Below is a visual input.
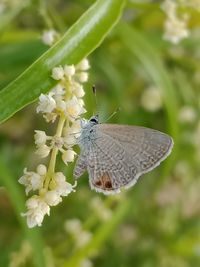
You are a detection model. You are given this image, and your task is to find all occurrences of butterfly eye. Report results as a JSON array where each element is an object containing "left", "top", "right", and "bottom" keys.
[
  {"left": 89, "top": 115, "right": 98, "bottom": 124},
  {"left": 90, "top": 119, "right": 97, "bottom": 123}
]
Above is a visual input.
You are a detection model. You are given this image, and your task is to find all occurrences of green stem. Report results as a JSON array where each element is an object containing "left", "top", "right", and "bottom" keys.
[{"left": 44, "top": 115, "right": 66, "bottom": 189}]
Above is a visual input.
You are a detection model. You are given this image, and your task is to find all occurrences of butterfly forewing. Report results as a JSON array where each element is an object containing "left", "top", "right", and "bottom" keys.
[{"left": 97, "top": 124, "right": 173, "bottom": 172}]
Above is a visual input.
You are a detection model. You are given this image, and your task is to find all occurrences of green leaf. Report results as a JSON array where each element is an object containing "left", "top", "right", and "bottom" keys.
[
  {"left": 0, "top": 0, "right": 126, "bottom": 124},
  {"left": 0, "top": 156, "right": 45, "bottom": 267}
]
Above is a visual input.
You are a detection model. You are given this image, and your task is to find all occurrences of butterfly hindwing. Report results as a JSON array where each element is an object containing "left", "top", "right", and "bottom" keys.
[{"left": 87, "top": 130, "right": 139, "bottom": 194}]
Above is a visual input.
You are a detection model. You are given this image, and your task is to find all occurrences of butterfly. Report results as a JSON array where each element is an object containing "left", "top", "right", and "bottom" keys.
[{"left": 74, "top": 115, "right": 173, "bottom": 195}]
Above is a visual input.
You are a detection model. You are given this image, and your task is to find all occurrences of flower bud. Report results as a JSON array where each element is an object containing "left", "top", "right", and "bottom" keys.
[
  {"left": 64, "top": 65, "right": 76, "bottom": 77},
  {"left": 36, "top": 164, "right": 47, "bottom": 176},
  {"left": 52, "top": 66, "right": 65, "bottom": 80},
  {"left": 76, "top": 59, "right": 90, "bottom": 71},
  {"left": 34, "top": 130, "right": 47, "bottom": 146},
  {"left": 62, "top": 150, "right": 76, "bottom": 164}
]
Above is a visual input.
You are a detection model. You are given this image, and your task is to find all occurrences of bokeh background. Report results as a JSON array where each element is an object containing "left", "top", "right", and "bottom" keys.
[{"left": 0, "top": 0, "right": 200, "bottom": 266}]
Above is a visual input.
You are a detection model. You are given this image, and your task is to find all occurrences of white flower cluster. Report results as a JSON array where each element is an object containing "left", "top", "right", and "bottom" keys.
[
  {"left": 19, "top": 59, "right": 90, "bottom": 228},
  {"left": 64, "top": 218, "right": 92, "bottom": 248},
  {"left": 161, "top": 0, "right": 189, "bottom": 44}
]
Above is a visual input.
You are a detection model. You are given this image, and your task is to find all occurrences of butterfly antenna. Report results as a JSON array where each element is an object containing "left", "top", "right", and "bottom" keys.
[
  {"left": 104, "top": 107, "right": 121, "bottom": 123},
  {"left": 92, "top": 85, "right": 99, "bottom": 116}
]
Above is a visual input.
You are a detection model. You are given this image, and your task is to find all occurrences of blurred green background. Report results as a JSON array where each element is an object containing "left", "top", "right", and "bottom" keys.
[{"left": 0, "top": 0, "right": 200, "bottom": 266}]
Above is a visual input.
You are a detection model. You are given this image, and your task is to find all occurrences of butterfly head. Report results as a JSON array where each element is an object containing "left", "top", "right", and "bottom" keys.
[
  {"left": 89, "top": 114, "right": 99, "bottom": 125},
  {"left": 80, "top": 115, "right": 99, "bottom": 130}
]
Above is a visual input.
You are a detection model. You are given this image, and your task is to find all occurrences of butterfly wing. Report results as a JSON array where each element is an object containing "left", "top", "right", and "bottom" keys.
[
  {"left": 74, "top": 152, "right": 87, "bottom": 178},
  {"left": 87, "top": 124, "right": 173, "bottom": 195}
]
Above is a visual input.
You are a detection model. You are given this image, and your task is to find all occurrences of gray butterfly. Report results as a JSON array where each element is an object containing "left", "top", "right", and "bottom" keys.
[{"left": 74, "top": 115, "right": 173, "bottom": 195}]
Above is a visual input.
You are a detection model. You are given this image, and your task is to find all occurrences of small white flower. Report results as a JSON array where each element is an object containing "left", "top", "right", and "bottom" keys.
[
  {"left": 45, "top": 190, "right": 62, "bottom": 206},
  {"left": 73, "top": 83, "right": 85, "bottom": 98},
  {"left": 65, "top": 96, "right": 86, "bottom": 120},
  {"left": 141, "top": 86, "right": 162, "bottom": 112},
  {"left": 63, "top": 133, "right": 77, "bottom": 147},
  {"left": 52, "top": 66, "right": 65, "bottom": 80},
  {"left": 41, "top": 29, "right": 57, "bottom": 46},
  {"left": 62, "top": 149, "right": 76, "bottom": 164},
  {"left": 63, "top": 122, "right": 80, "bottom": 136},
  {"left": 178, "top": 106, "right": 196, "bottom": 123},
  {"left": 35, "top": 144, "right": 51, "bottom": 158},
  {"left": 64, "top": 218, "right": 82, "bottom": 234},
  {"left": 34, "top": 130, "right": 47, "bottom": 146},
  {"left": 37, "top": 93, "right": 56, "bottom": 113},
  {"left": 163, "top": 17, "right": 189, "bottom": 44},
  {"left": 76, "top": 59, "right": 90, "bottom": 71},
  {"left": 76, "top": 231, "right": 92, "bottom": 248},
  {"left": 22, "top": 195, "right": 50, "bottom": 228},
  {"left": 77, "top": 72, "right": 89, "bottom": 83},
  {"left": 36, "top": 164, "right": 47, "bottom": 176},
  {"left": 54, "top": 172, "right": 76, "bottom": 196},
  {"left": 43, "top": 113, "right": 57, "bottom": 123},
  {"left": 63, "top": 120, "right": 81, "bottom": 141},
  {"left": 52, "top": 84, "right": 65, "bottom": 96},
  {"left": 161, "top": 0, "right": 189, "bottom": 44},
  {"left": 70, "top": 120, "right": 81, "bottom": 133},
  {"left": 55, "top": 99, "right": 66, "bottom": 112},
  {"left": 64, "top": 65, "right": 76, "bottom": 77},
  {"left": 18, "top": 168, "right": 43, "bottom": 195}
]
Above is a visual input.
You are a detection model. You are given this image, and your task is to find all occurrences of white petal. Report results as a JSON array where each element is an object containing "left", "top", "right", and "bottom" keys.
[
  {"left": 35, "top": 145, "right": 51, "bottom": 158},
  {"left": 37, "top": 93, "right": 56, "bottom": 113},
  {"left": 45, "top": 190, "right": 62, "bottom": 206},
  {"left": 62, "top": 150, "right": 76, "bottom": 164}
]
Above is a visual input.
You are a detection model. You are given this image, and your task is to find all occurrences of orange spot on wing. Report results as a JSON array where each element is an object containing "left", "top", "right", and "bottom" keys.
────────────────────
Write out the whole listing verbatim, images excluded.

◆ **Task output**
Below is a visual input.
You are a detection model. You are given this image, and your task is to find all occurrences of butterfly eye. Report results as a JSON array where each element is an object containing "left", "top", "right", and "bottom" keys.
[
  {"left": 89, "top": 115, "right": 98, "bottom": 124},
  {"left": 90, "top": 119, "right": 97, "bottom": 123}
]
Above is a visual input.
You are a detection model. You are given this image, and your task is to find all occurrences of green stem. Report results as a JSON array where each element is an object containing "left", "top", "right", and "bottom" keys.
[{"left": 44, "top": 115, "right": 66, "bottom": 189}]
Above is a visual input.
You are a detection model. You are given this image, and your task is to find all occurrences of butterfly forewing. Report results as a JSON array where each element is an object containing "left", "top", "right", and "bottom" keys.
[{"left": 97, "top": 124, "right": 173, "bottom": 172}]
Above is a visual input.
You are a detection model. You are given this image, and your task is to find all occurrences of green leaf. Report results as a JSON array where each element is an object containing "left", "top", "right", and "bottom" keys.
[
  {"left": 0, "top": 0, "right": 126, "bottom": 124},
  {"left": 0, "top": 156, "right": 45, "bottom": 267}
]
Above is a visual input.
You are a detection model. You are given this image, and your task is to find all occurrences of butterfly hindwing. Report results as a JSON array where each element is an object containing "left", "top", "right", and "bottom" keys.
[{"left": 87, "top": 130, "right": 139, "bottom": 194}]
Above is a visual input.
You are a detection model. You are given this image, and your task is to find all occurrences of butterfly. Report results as a JSON array where each element is an object containing "left", "top", "right", and "bottom" keys.
[{"left": 74, "top": 115, "right": 173, "bottom": 195}]
Above is a visual input.
You are a detection model. You are given this image, and your task is to find all occurrences of flower bud. Report results as a JSON array where each element is an object containing "left", "top", "right", and "bottom" keys.
[
  {"left": 64, "top": 65, "right": 76, "bottom": 77},
  {"left": 36, "top": 164, "right": 47, "bottom": 176},
  {"left": 52, "top": 66, "right": 65, "bottom": 80},
  {"left": 76, "top": 59, "right": 90, "bottom": 71},
  {"left": 34, "top": 130, "right": 47, "bottom": 146},
  {"left": 62, "top": 150, "right": 76, "bottom": 164}
]
Above is a visual input.
You are a detection model. You are given this image, and your task is to find all occurrences of bokeh background. Report results as a JSON array where each element is an object containing "left", "top", "right", and "bottom" keys.
[{"left": 0, "top": 0, "right": 200, "bottom": 266}]
Above is a visual input.
You are a detection model. You are given this image, and your task is to find all occurrences of white flower cluster. Report results as a JSON array where each element is an object containing "left", "top", "right", and "bottom" keys.
[
  {"left": 19, "top": 59, "right": 90, "bottom": 228},
  {"left": 64, "top": 218, "right": 92, "bottom": 248},
  {"left": 161, "top": 0, "right": 189, "bottom": 44}
]
Above is a visual input.
You are a detection model. You are given this image, and your task is to find all occurrences of butterfly antenna. Report results as a JSON array where each element is an object containing "left", "top", "right", and "bottom" keys.
[
  {"left": 104, "top": 107, "right": 121, "bottom": 123},
  {"left": 92, "top": 85, "right": 99, "bottom": 116}
]
Above is a visual input.
You are a detection model. You are given this image, and your task is to find all occurrences of blurred green background. Report results as a JSON array where each element is an object containing "left", "top", "right", and "bottom" keys.
[{"left": 0, "top": 0, "right": 200, "bottom": 266}]
Above is a visual input.
You are a detection model. You are given this image, and your task is to find all occurrences of butterfly head. Report results as a JSON array where each element is an object containing "left", "top", "right", and "bottom" keys.
[
  {"left": 89, "top": 114, "right": 99, "bottom": 125},
  {"left": 80, "top": 115, "right": 99, "bottom": 130}
]
Above is a visual input.
You are a detection model. You are given this image, and your task is to find all occurrences of butterfly wing. Report results as a JSON array where each element is an object containing "left", "top", "right", and "bottom" keys.
[
  {"left": 74, "top": 152, "right": 87, "bottom": 178},
  {"left": 87, "top": 124, "right": 173, "bottom": 195}
]
Above is a visual input.
You are a detection model. You are given this image, and your task is to find all occurrences of gray butterfly. Report results as a JSON array where each element is an object containing "left", "top", "right", and "bottom" keys.
[{"left": 74, "top": 115, "right": 173, "bottom": 195}]
Above is a visual input.
You are a detection model. You are given this image, and your task is to find all occurrences of small white flower. Report results as a JSON array where each element is an object containing "left", "top", "right", and "bottom" keys.
[
  {"left": 45, "top": 190, "right": 62, "bottom": 206},
  {"left": 73, "top": 83, "right": 85, "bottom": 98},
  {"left": 65, "top": 96, "right": 86, "bottom": 120},
  {"left": 141, "top": 86, "right": 162, "bottom": 112},
  {"left": 63, "top": 133, "right": 77, "bottom": 147},
  {"left": 52, "top": 66, "right": 65, "bottom": 80},
  {"left": 41, "top": 29, "right": 57, "bottom": 46},
  {"left": 62, "top": 149, "right": 76, "bottom": 164},
  {"left": 63, "top": 122, "right": 80, "bottom": 136},
  {"left": 178, "top": 106, "right": 196, "bottom": 123},
  {"left": 35, "top": 144, "right": 51, "bottom": 158},
  {"left": 64, "top": 218, "right": 82, "bottom": 234},
  {"left": 34, "top": 130, "right": 47, "bottom": 146},
  {"left": 37, "top": 93, "right": 56, "bottom": 113},
  {"left": 163, "top": 17, "right": 189, "bottom": 44},
  {"left": 76, "top": 59, "right": 90, "bottom": 71},
  {"left": 76, "top": 231, "right": 92, "bottom": 248},
  {"left": 22, "top": 195, "right": 50, "bottom": 228},
  {"left": 77, "top": 72, "right": 89, "bottom": 83},
  {"left": 36, "top": 164, "right": 47, "bottom": 176},
  {"left": 54, "top": 172, "right": 76, "bottom": 196},
  {"left": 43, "top": 113, "right": 57, "bottom": 123},
  {"left": 63, "top": 120, "right": 81, "bottom": 141},
  {"left": 52, "top": 84, "right": 65, "bottom": 96},
  {"left": 161, "top": 0, "right": 189, "bottom": 44},
  {"left": 70, "top": 120, "right": 81, "bottom": 133},
  {"left": 55, "top": 99, "right": 66, "bottom": 112},
  {"left": 64, "top": 65, "right": 76, "bottom": 77},
  {"left": 18, "top": 168, "right": 43, "bottom": 195}
]
Above is a visual input.
You are a detection model. You are given this image, and your task is to find all occurrences of white petal. Report results as a JSON array where each element is an object containing "left", "top", "right", and "bottom" keys.
[
  {"left": 35, "top": 145, "right": 51, "bottom": 158},
  {"left": 37, "top": 93, "right": 56, "bottom": 113},
  {"left": 45, "top": 190, "right": 62, "bottom": 206},
  {"left": 62, "top": 150, "right": 76, "bottom": 164}
]
Above is a visual input.
You are a detection model. You are given this image, and your task is to find all occurrences of orange spot on wing. Report results as a JSON array where each element is an object containing "left", "top", "right", and "bottom" keys.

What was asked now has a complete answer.